● WHAT YOU SHOULD DO
Rewrite the records below with "one instance per line" swapped for "one instance per row" everywhere it occurs, changing nothing else.

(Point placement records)
begin

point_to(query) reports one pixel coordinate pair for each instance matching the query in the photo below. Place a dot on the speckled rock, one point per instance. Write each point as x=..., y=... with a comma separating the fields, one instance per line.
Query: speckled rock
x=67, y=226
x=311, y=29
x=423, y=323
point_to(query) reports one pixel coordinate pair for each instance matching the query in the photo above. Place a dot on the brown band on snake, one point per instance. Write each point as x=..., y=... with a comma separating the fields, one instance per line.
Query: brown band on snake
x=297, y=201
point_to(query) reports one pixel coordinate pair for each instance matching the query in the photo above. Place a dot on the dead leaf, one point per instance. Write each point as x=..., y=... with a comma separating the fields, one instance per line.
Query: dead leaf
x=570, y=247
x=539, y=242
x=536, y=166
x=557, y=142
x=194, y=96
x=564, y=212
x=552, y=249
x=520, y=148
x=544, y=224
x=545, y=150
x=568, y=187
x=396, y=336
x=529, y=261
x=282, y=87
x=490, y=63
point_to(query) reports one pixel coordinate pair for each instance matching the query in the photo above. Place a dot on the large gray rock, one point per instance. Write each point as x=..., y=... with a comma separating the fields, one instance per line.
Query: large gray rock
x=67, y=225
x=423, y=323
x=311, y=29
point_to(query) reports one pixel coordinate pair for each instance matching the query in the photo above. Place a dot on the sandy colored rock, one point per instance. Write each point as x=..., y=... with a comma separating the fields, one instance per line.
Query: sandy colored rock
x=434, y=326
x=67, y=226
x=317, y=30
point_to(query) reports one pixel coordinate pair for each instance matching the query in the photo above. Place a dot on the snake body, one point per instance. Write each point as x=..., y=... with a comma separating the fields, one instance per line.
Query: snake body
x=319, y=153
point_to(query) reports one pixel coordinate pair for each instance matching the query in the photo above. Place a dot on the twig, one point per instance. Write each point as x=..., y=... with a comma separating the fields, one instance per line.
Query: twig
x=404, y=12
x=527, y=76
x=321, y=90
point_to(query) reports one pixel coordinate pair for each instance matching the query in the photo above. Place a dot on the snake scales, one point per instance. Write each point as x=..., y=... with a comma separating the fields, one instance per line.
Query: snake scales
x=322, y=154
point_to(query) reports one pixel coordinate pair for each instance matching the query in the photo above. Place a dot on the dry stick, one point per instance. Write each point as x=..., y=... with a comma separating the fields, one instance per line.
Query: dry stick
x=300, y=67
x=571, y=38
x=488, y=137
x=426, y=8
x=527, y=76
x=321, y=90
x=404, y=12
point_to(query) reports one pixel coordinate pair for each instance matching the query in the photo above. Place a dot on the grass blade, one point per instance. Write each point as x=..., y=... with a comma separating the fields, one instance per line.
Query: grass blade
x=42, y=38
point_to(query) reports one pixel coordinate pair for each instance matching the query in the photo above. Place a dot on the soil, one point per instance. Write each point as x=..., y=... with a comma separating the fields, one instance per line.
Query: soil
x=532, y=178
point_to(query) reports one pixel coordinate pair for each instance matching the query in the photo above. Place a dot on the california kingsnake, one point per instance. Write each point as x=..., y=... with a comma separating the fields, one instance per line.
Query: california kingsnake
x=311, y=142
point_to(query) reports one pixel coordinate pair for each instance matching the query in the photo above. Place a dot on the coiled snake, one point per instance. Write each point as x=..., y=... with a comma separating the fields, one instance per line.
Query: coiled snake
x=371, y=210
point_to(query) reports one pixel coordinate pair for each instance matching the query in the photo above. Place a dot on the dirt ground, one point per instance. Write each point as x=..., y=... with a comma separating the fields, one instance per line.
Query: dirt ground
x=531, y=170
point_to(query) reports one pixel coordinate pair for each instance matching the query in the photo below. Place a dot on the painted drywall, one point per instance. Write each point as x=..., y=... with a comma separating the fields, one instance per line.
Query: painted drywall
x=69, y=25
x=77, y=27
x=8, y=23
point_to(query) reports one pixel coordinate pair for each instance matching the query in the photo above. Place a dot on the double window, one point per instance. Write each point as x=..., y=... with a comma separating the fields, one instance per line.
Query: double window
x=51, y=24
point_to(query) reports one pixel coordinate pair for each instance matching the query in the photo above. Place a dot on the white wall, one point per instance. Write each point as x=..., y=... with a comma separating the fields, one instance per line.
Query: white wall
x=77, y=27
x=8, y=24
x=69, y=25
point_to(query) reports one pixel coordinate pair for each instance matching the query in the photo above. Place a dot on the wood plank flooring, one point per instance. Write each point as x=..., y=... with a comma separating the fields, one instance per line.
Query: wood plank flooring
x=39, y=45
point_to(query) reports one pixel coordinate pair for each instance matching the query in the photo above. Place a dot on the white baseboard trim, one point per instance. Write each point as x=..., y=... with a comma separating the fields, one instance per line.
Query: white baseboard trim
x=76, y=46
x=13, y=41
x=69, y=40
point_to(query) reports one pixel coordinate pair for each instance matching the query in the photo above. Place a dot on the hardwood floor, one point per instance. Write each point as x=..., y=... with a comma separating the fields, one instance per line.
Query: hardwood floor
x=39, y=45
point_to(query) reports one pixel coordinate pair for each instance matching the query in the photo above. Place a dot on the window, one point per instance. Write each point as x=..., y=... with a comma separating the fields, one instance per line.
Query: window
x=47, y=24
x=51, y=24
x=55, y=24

end

● FULL RESPONSE
point_to(query) reports one pixel coordinate pair for each instance matching the query in the photo below. Place a dot on the speckled rock, one point per instance. Write each point as x=..., y=... with a comma separating the fields, one instance per row.
Query: speckled rock
x=67, y=226
x=311, y=29
x=423, y=323
point_to(query) reports one pixel coordinate pair for each instance matching the query in the photo above. Place a dot on the brown band on snake, one point per instance. Write each point as x=..., y=... with a comma separating the fields, one instance per row.
Query: brown band on snake
x=297, y=201
point_to(query) reports one pixel coordinate pair for each instance matching the query in the photo above. Place a dot on the dead leaf, one point per instance. Write each point as x=..., y=... with a comma separating the fields, one instance per row.
Query: dead leaf
x=570, y=247
x=539, y=242
x=536, y=166
x=557, y=142
x=194, y=96
x=564, y=212
x=552, y=249
x=520, y=148
x=544, y=224
x=545, y=150
x=568, y=187
x=396, y=336
x=529, y=261
x=282, y=87
x=490, y=63
point_to(query) reports one pixel coordinate pair for each instance matching the query in the photo above. Place a dot on the large gray rock, one point per instance. Write each point as x=..., y=... with a comma separating the fields, one instance per row.
Query: large gray rock
x=67, y=225
x=423, y=323
x=311, y=29
point_to(query) reports one pixel coordinate pair for each instance matching the query in the photo above. Place a dot on the sandy colored rock, one point per instance. Write each point as x=..., y=... with a comma separating the fields, one instance per row.
Query: sandy colored rock
x=434, y=326
x=67, y=226
x=317, y=30
point_to(query) reports one pixel coordinate pair for each instance matching the query in the photo above. Place a dot on the snake body, one point per instance. Write each point as x=..., y=... with a comma separating the fields, one instance per row.
Query: snake body
x=319, y=153
point_to(query) reports one pixel coordinate pair for each instance matching the query in the photo above. Place a dot on the twig, one point per instance. Write each point as x=..., y=... with a comma separating the fields, one instance per row.
Query: twig
x=404, y=12
x=527, y=76
x=321, y=90
point_to(query) reports one pixel coordinate pair for each instance matching the query in the photo above. Place a dot on the snake scales, one point per instance. Write each point as x=..., y=... with a comma separating the fields, one instance per row.
Query: snake scales
x=322, y=154
point_to(query) reports one pixel coordinate pair for each instance matching the query in the photo above. Place a dot on the dry stick, one point per instance. Write each point as x=..., y=... with a comma separating the fields, one instance per row.
Query: dry stick
x=300, y=67
x=571, y=38
x=488, y=137
x=426, y=8
x=527, y=76
x=321, y=90
x=404, y=12
point_to(query) reports one pixel coordinate pair for each instance matching the query in the photo above. Place a dot on the grass blade, one point per instance. Write each point as x=..., y=... with a comma separating the fields, one instance per row.
Query: grass blade
x=42, y=38
point_to(query) reports one pixel coordinate pair for each instance matching the query in the photo above. Place a dot on the soil, one point per instance. Write each point as x=..., y=... with a comma separating the fields, one instance per row.
Query: soil
x=532, y=178
point_to(query) reports one pixel coordinate pair for each instance matching the query in the photo above. Place a dot on the california kingsnake, one point per instance. Write each point as x=..., y=... with a comma separating the fields, one instance per row.
Query: california kingsnake
x=311, y=142
point_to(query) reports one pixel coordinate pair for each instance matching the query in the photo above. Place a dot on the coiled snake, one point per instance. Write each point as x=..., y=... with a comma separating the fields, one instance per row.
Query: coiled snake
x=371, y=210
point_to(query) reports one pixel coordinate pair for each instance matching the query in the photo above. Place a dot on the dirt ground, one point per instance. Write each point as x=..., y=... with a comma separating the fields, one instance per row.
Query: dirt ground
x=531, y=170
point_to(query) reports one pixel coordinate pair for each instance matching the query in the photo below. Place a dot on the painted drywall, one point per instance. Write each point as x=..., y=... with a comma separating the fields, one instance per row.
Query: painted drywall
x=69, y=25
x=77, y=27
x=8, y=23
point_to(query) reports one pixel coordinate pair for each instance matching the query in the photo above. Place a dot on the double window, one point per instance. Write each point as x=..., y=... with a comma separating the fields, one instance per row.
Query: double window
x=51, y=24
point_to(query) reports one pixel coordinate pair for each instance matching the query in the photo above. Place a dot on the white wall, one point per instance. Write each point as x=..., y=... with a comma separating the fields, one instance per row.
Query: white wall
x=77, y=27
x=8, y=24
x=69, y=25
point_to(query) reports one pixel coordinate pair for each instance matching the query in the photo above. Place a dot on the wood plank flooring, one point per instance. Write each point as x=..., y=... with a comma separating the fields, one instance per row.
Query: wood plank flooring
x=39, y=45
point_to(query) reports one pixel coordinate pair for each instance matching the query in the photo above. Place a dot on the white baseboard trim, one point per instance. Write each point as x=..., y=... with a comma separating the fields, one instance per row.
Query: white baseboard trim
x=76, y=46
x=13, y=41
x=69, y=40
point_to(query) reports one pixel coordinate pair for each instance matching the query in the photo above. Place a dot on the hardwood floor, one point per instance. Write each point as x=..., y=... with a comma separating the fields, one instance per row.
Query: hardwood floor
x=39, y=45
point_to(query) reports one pixel coordinate pair for each instance matching the query in the photo above. Place a dot on the window, one point per instance. Write each point as x=..., y=... with a comma separating the fields, one instance per row.
Query: window
x=47, y=24
x=51, y=24
x=55, y=24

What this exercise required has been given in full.